# About this exercise
Transcribe the records exactly from the line with "point: police officer" to the end, both included.

━━━ Supplied data

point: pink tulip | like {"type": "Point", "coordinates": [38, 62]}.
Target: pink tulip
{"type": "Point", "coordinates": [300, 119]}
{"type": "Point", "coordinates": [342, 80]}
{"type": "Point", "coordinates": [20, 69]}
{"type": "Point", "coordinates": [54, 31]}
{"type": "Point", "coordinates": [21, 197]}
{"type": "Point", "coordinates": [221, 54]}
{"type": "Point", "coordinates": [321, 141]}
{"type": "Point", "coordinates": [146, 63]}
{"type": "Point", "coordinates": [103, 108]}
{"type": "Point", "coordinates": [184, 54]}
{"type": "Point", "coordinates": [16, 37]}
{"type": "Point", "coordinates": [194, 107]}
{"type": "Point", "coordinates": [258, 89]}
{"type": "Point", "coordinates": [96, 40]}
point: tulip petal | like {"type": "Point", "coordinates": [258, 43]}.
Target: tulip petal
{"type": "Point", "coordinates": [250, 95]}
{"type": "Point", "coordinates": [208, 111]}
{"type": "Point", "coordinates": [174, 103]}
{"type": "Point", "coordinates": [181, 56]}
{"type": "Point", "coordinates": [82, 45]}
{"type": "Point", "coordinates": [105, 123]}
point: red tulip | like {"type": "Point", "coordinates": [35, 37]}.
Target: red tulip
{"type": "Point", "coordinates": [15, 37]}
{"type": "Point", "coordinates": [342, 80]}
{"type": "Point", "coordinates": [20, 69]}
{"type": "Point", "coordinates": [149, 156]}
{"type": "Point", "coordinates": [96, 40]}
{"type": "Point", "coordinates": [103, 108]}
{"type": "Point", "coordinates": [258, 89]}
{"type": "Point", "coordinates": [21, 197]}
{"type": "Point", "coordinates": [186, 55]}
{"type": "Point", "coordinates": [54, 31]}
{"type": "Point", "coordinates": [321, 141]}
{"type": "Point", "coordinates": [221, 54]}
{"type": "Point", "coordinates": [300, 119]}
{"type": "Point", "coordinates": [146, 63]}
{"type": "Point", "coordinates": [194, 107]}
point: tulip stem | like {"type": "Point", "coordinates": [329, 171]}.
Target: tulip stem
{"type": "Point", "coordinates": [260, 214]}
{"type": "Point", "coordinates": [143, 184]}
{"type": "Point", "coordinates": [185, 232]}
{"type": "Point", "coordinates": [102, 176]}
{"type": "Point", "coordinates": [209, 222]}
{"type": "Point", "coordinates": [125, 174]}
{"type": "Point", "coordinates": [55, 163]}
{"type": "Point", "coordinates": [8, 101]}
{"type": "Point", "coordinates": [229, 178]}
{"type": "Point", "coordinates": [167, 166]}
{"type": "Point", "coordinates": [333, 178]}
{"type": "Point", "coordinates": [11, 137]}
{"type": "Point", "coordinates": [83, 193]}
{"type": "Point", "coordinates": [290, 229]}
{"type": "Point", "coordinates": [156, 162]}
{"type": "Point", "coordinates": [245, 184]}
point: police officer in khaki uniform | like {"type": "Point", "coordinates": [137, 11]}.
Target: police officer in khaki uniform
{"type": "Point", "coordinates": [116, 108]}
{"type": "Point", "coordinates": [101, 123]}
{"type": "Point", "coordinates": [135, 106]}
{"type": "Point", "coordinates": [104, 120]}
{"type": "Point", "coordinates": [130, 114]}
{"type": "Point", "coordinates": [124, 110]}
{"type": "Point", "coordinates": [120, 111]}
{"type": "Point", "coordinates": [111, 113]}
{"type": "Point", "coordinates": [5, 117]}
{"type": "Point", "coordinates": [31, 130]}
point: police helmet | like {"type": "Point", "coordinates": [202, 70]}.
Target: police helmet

━━━━━━

# Finished exercise
point: police officer in khaki uniform | like {"type": "Point", "coordinates": [137, 11]}.
Target: police officer in khaki uniform
{"type": "Point", "coordinates": [116, 108]}
{"type": "Point", "coordinates": [101, 123]}
{"type": "Point", "coordinates": [135, 106]}
{"type": "Point", "coordinates": [104, 120]}
{"type": "Point", "coordinates": [130, 114]}
{"type": "Point", "coordinates": [124, 110]}
{"type": "Point", "coordinates": [120, 111]}
{"type": "Point", "coordinates": [111, 113]}
{"type": "Point", "coordinates": [5, 117]}
{"type": "Point", "coordinates": [31, 130]}
point: police helmet | like {"type": "Point", "coordinates": [202, 70]}.
Target: police helmet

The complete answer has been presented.